* **Written instruction**:
Transcribe all of the entries below word for word, leaving out the pictures.

* **The records**:
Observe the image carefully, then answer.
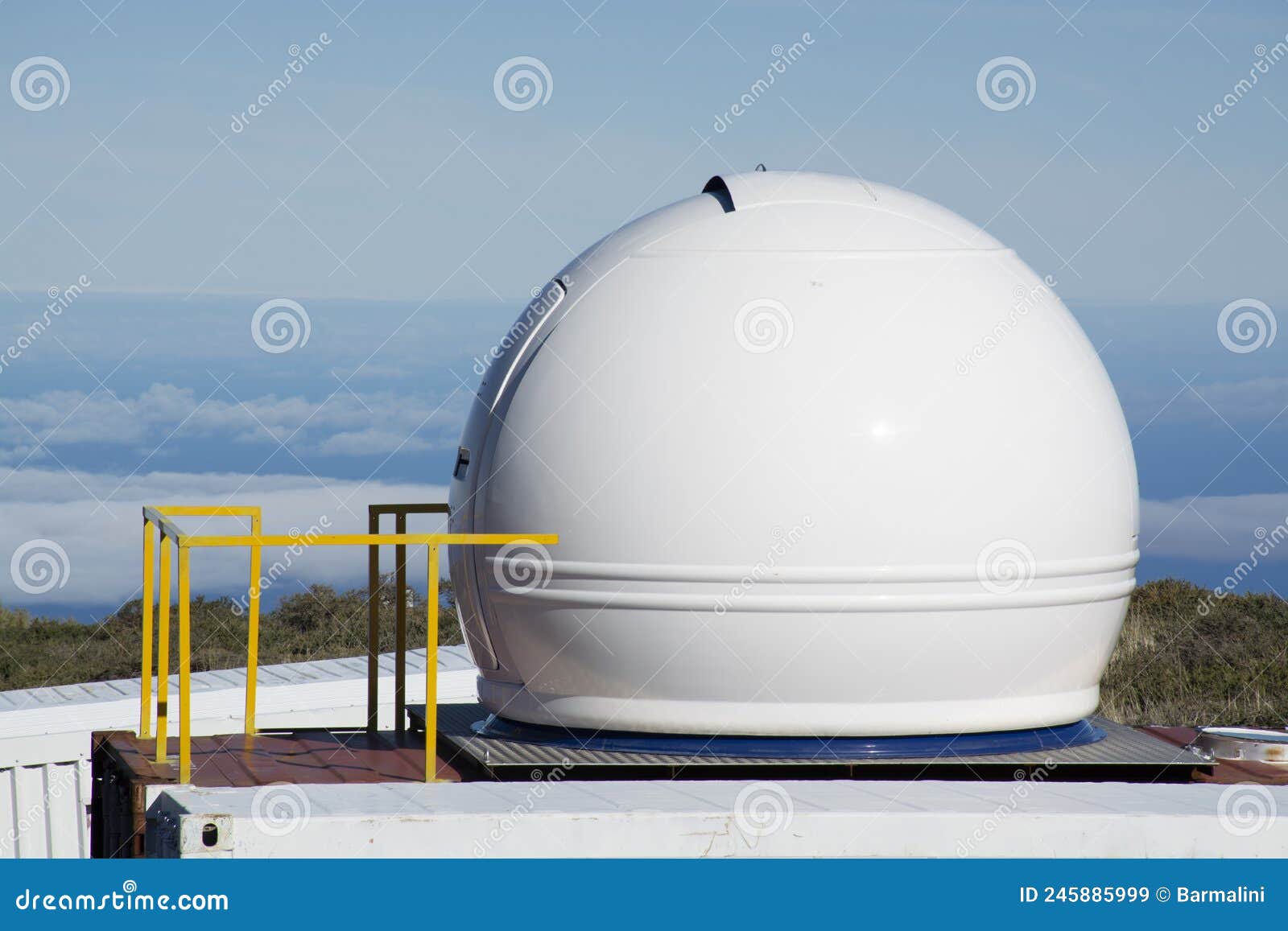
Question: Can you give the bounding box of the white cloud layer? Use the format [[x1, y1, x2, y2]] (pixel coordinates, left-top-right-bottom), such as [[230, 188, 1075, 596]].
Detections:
[[0, 469, 447, 613], [0, 468, 1288, 612], [0, 382, 470, 465]]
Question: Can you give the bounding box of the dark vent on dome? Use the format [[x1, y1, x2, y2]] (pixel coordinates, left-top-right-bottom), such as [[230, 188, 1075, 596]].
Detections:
[[702, 175, 734, 214]]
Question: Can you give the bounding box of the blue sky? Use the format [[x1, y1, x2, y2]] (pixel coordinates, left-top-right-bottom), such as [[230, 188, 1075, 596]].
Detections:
[[0, 0, 1288, 617]]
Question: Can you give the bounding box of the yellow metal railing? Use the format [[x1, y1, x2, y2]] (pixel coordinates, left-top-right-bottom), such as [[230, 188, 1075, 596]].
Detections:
[[139, 505, 559, 781], [367, 504, 448, 733]]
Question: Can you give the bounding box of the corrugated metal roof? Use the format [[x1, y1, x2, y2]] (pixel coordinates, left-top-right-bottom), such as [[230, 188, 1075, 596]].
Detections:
[[0, 646, 477, 768], [427, 703, 1207, 775], [0, 646, 474, 715]]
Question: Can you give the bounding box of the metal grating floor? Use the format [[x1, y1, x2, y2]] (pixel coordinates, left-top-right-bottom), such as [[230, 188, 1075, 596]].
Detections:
[[408, 704, 1211, 781]]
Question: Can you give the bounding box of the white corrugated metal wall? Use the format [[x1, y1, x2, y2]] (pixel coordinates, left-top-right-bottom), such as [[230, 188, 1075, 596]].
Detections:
[[0, 646, 475, 860], [0, 760, 90, 859]]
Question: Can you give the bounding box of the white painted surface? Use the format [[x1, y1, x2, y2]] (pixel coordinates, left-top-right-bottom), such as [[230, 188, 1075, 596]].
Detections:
[[449, 171, 1138, 735], [151, 781, 1288, 858], [0, 646, 475, 859]]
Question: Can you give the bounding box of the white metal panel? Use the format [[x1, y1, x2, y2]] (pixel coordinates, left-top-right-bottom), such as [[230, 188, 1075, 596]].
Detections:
[[0, 646, 475, 859], [150, 781, 1288, 858], [0, 760, 90, 859]]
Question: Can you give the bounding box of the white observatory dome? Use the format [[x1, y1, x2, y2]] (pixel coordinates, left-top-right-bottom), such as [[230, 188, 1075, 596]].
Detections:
[[451, 171, 1138, 736]]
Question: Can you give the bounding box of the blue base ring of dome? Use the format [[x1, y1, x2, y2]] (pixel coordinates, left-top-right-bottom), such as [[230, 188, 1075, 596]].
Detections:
[[472, 715, 1105, 762]]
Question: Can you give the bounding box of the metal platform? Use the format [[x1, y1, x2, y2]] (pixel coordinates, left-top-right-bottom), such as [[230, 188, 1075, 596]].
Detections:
[[407, 704, 1211, 781]]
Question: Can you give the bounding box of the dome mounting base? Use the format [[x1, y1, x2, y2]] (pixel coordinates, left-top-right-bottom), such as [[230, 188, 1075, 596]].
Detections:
[[472, 715, 1105, 761]]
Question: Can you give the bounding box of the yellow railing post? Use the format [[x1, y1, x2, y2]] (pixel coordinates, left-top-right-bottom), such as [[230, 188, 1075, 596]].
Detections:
[[139, 505, 559, 783], [425, 543, 438, 783], [157, 537, 170, 762], [179, 543, 192, 783], [367, 509, 380, 734], [246, 514, 262, 735], [394, 511, 407, 733], [139, 517, 156, 736]]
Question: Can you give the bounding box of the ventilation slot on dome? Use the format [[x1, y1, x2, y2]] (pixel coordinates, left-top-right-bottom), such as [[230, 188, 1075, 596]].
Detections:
[[702, 175, 734, 214]]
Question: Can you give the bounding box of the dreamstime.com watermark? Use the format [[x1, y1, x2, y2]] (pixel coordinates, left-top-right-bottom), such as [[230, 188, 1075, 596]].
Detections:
[[9, 56, 72, 113], [1196, 517, 1288, 617], [975, 56, 1038, 113], [492, 56, 555, 113], [1216, 298, 1279, 356], [9, 537, 72, 595], [250, 298, 313, 356], [13, 880, 230, 912], [233, 514, 331, 617], [228, 32, 331, 133], [0, 765, 77, 859], [957, 757, 1059, 856], [733, 781, 796, 837], [711, 32, 814, 133], [492, 540, 555, 595], [474, 757, 573, 858], [975, 538, 1038, 595], [0, 274, 94, 373], [956, 274, 1056, 375], [1194, 35, 1288, 133], [250, 783, 313, 837], [1216, 783, 1279, 837], [733, 298, 796, 356], [474, 275, 573, 377], [715, 514, 814, 617]]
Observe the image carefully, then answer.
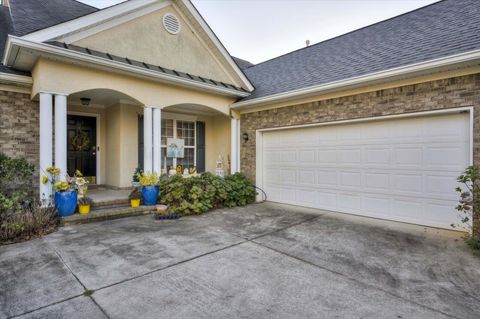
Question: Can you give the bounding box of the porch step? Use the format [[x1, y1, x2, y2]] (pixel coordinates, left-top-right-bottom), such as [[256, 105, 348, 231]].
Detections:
[[92, 198, 130, 210], [60, 206, 155, 226]]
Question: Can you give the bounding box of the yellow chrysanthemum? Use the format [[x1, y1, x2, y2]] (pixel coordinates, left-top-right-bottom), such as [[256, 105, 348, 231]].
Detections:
[[53, 181, 70, 192], [76, 177, 87, 186]]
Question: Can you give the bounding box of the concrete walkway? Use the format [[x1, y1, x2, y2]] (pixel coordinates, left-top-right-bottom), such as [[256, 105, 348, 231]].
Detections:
[[0, 204, 480, 318]]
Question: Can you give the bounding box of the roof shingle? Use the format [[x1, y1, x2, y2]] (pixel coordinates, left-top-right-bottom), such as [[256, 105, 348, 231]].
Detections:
[[9, 0, 99, 36], [243, 0, 480, 100]]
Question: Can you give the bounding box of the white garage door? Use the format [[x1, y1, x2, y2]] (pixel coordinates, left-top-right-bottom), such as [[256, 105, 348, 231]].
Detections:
[[259, 113, 470, 228]]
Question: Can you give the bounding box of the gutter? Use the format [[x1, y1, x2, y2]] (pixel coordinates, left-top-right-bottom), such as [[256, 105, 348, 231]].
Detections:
[[3, 35, 250, 97], [231, 50, 480, 110], [0, 72, 33, 86]]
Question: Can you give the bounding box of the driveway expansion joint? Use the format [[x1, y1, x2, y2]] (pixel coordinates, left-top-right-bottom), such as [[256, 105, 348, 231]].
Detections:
[[47, 243, 110, 319], [250, 240, 460, 319]]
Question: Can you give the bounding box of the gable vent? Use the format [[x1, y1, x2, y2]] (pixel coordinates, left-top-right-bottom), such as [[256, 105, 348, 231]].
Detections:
[[163, 13, 180, 34]]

* **Problem solution**:
Observe the image carefully, then answer.
Question: Can you give the bounding box of the white cloud layer? Use the format [[x1, y1, x2, y2]] (pixel coordinates, left-top-right-bottom), such as [[230, 188, 1075, 596]].
Detections:
[[0, 469, 447, 613], [0, 468, 1288, 612], [0, 382, 470, 465]]
Question: Can you give the bounding box of the dark vent on dome? Use the format [[x1, y1, x2, y2]] (pixel coordinates, left-top-right-bottom), such as [[230, 188, 1075, 596]].
Detections:
[[702, 175, 734, 214]]
Question: Can you give the bounding box of the blue sky? Use the format [[x1, y1, x2, y2]] (pixel coordinates, left-top-right-bottom), such as [[230, 188, 1075, 596]].
Detections:
[[0, 0, 1288, 617]]
Question: Can you give the bounding box of the yellow metal railing? Use the format [[x1, y1, x2, y2]] (pixel coordinates, left-top-right-bottom), such as [[230, 188, 1075, 596]].
Detections:
[[139, 505, 559, 781], [367, 504, 448, 733]]
Question: Can you give the bounding box of the corrugated metal roof? Use the format [[x1, y1, x2, y2]] (pixel coordinates, left-top-right-bottom), such as [[230, 188, 1075, 596]].
Detections:
[[0, 646, 477, 768], [427, 703, 1207, 775], [0, 646, 474, 715]]
Question: Can you give the bounding box of the metal grating floor? Use the format [[x1, y1, x2, y2]] (pixel coordinates, left-top-right-bottom), such as [[230, 188, 1075, 596]].
Detections:
[[408, 704, 1211, 781]]
Question: Can you give the bounding box of the white corrugated metal wall? Use the format [[x1, y1, x2, y2]] (pixel coordinates, left-top-right-bottom), such as [[230, 188, 1075, 596]].
Detections:
[[0, 646, 475, 860], [0, 760, 90, 859]]
Question: Can you give the bounding box of the white painted surface? Use the format [[x1, y1, x2, y2]] (pixel coordinates, left-top-right-bottom), such as [[230, 188, 1075, 596]].
Detections:
[[449, 171, 1138, 735], [151, 781, 1288, 858], [0, 646, 475, 859]]
Question: Can you give the bounding box of the white metal panel? Use the format [[x1, y1, x2, y2]] (pixel coordinates, left-top-right-bottom), such as [[230, 188, 1075, 596]].
Detections:
[[0, 646, 475, 859], [150, 781, 1288, 858], [0, 760, 90, 859]]
Question: Can you give the bounding box of the white observatory dome? Use the format [[x1, y1, x2, y2]] (pixel coordinates, left-top-right-bottom), such as [[230, 188, 1075, 596]].
Detections:
[[451, 171, 1138, 736]]
Question: Can you give the bounding box of the blue base ring of dome? Use the format [[x1, y1, x2, y2]] (pixel coordinates, left-top-right-bottom), such as [[230, 188, 1075, 596]].
Detections:
[[472, 715, 1105, 762]]
Question: Can you give the bounding box of the metal platform? Use the format [[x1, y1, x2, y2]] (pixel coordinates, left-top-right-bottom), such as [[230, 188, 1075, 596]].
Detections:
[[407, 704, 1211, 781]]
Question: Can you give the bounding box of the dome mounting base? Use the format [[x1, y1, x2, y2]] (pixel coordinates, left-top-right-bottom), such as [[230, 188, 1075, 596]].
Detections:
[[472, 715, 1105, 761]]
Question: Can you give the bounding box of the yellow railing post? Use the format [[x1, y1, x2, y2]] (pixel coordinates, left-top-right-bottom), such as [[230, 188, 1075, 596]].
Detections:
[[139, 505, 559, 783], [425, 543, 438, 783], [157, 537, 170, 762], [179, 543, 192, 783], [367, 509, 380, 734], [246, 514, 262, 735], [394, 511, 407, 733], [139, 517, 156, 736]]
Question: Can you give the bounding box of the ventilation slot on dome? Use the format [[x1, y1, x2, y2]] (pixel coordinates, left-top-right-bottom), such as [[230, 188, 1075, 596]].
Detections:
[[702, 175, 734, 214]]
Question: Can you give the bounding box of the dreamstime.com watermark? Use the format [[x1, y1, x2, y2]] (pixel coordinates, left-top-right-bottom), such as [[230, 188, 1075, 596]].
Detections:
[[9, 56, 72, 113], [1196, 517, 1288, 617], [975, 56, 1038, 113], [492, 56, 555, 113], [1216, 298, 1279, 356], [9, 537, 72, 595], [250, 298, 313, 356], [13, 880, 230, 912], [233, 514, 331, 617], [228, 32, 331, 133], [0, 765, 77, 859], [957, 757, 1059, 856], [733, 781, 796, 837], [711, 32, 814, 133], [492, 540, 555, 595], [474, 757, 573, 858], [975, 538, 1038, 595], [0, 274, 94, 373], [956, 274, 1056, 375], [1194, 35, 1288, 133], [250, 783, 313, 837], [1216, 783, 1279, 837], [733, 298, 796, 356], [474, 275, 573, 377], [715, 514, 814, 617]]
Observe the image carefully, then answer.
Question: Can you give the bounding box of the porch step? Use the format [[x1, y1, x2, y2]] (pixel coordinates, left-top-right-bottom), such as [[256, 105, 348, 231]].
Detections:
[[92, 198, 130, 210], [60, 206, 155, 226]]
Question: Can you give the bounding box of the yellow chrysanthemum? Use the format [[x1, y1, x2, y2]] (pixel coordinates, left-top-right-bottom), such as [[256, 105, 348, 231]].
Detections:
[[53, 181, 70, 192], [76, 177, 87, 186]]
Question: Can you give the bounding box of the concrete walkway? Use the format [[x1, y1, x2, y2]] (pixel coordinates, left-top-right-bottom), such as [[256, 105, 348, 231]].
Detections:
[[0, 204, 480, 318]]
Question: Can you give the bounding box of the roof shingle? Use the format [[x1, y1, x2, y2]] (pixel coordinates, left-top-right-bottom), such as [[256, 105, 348, 231]].
Detections:
[[9, 0, 99, 36], [243, 0, 480, 100]]
Question: Can you give the bounding box of the white garage door? Use the format [[x1, y1, x2, y2]] (pixel coordinates, left-top-right-bottom), such as [[256, 105, 348, 231]].
Detections:
[[259, 113, 470, 228]]
Question: Can you give the bounding box of the gutter? Use the format [[x1, y1, x2, y2]] (pixel coordinates, left-top-right-bottom), such as [[256, 105, 348, 231]].
Detections:
[[3, 35, 250, 97], [231, 50, 480, 110], [0, 72, 33, 86]]
Question: Can you give the bounding box of the driveway expansion joint? Use the format [[x1, y1, x2, y2]] (pixel coordinates, left-top-right-bottom), such as [[256, 105, 348, 231]].
Detections:
[[47, 243, 110, 319], [250, 240, 460, 319]]
Question: Can you give the bounding box of the gable vent? Use the format [[x1, y1, x2, y2]] (pixel coordinates, left-top-right-bottom), such as [[256, 105, 348, 231]].
Detections:
[[163, 13, 180, 34]]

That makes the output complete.